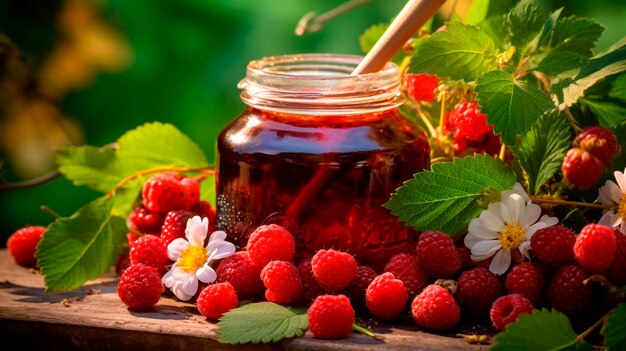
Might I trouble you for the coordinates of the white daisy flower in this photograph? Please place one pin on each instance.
(504, 226)
(193, 259)
(614, 194)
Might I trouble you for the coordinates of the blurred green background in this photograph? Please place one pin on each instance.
(100, 68)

________________________

__Problem__
Beginning with the line in which "Might I trouble you for the coordinates of the blurred" appears, print each remaining line of the listing exactly, the last line included.

__Exercise answer__
Might I trouble you for the coordinates of the blurred green background in this photograph? Please place one pin on each instance.
(100, 68)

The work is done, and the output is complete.